Provided information -
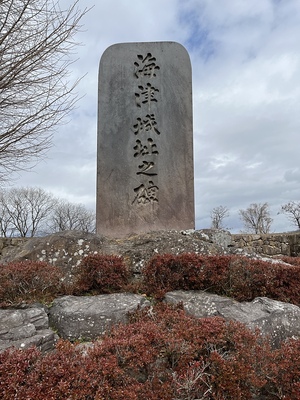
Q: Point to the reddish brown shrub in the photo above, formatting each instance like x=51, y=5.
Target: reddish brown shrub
x=162, y=354
x=239, y=277
x=29, y=281
x=99, y=273
x=185, y=271
x=290, y=260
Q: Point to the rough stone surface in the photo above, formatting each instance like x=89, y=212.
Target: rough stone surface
x=145, y=178
x=275, y=319
x=22, y=328
x=89, y=317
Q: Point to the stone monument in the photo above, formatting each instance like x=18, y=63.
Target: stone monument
x=145, y=178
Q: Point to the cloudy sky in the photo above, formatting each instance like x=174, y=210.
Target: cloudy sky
x=245, y=57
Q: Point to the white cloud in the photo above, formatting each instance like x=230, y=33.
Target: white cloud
x=246, y=90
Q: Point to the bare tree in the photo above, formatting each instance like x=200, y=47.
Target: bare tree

Required work - Only the lines from the one that contains "Target: stone monument" to the end of the entries above should be given again, exactly and in full.

Expected answer -
Target: stone monument
x=145, y=178
Q: Point to the cloudy sky in the photo above, formatting each instance like x=174, y=210.
Target: cloudy sky
x=245, y=57
Q: Point to the white cloud in the photo above, formatting each instance like x=230, y=33.
Target: white cloud
x=246, y=90
Q: Point to the bare tree in the photo above, formatting each instance like x=200, y=47.
Target: bare tree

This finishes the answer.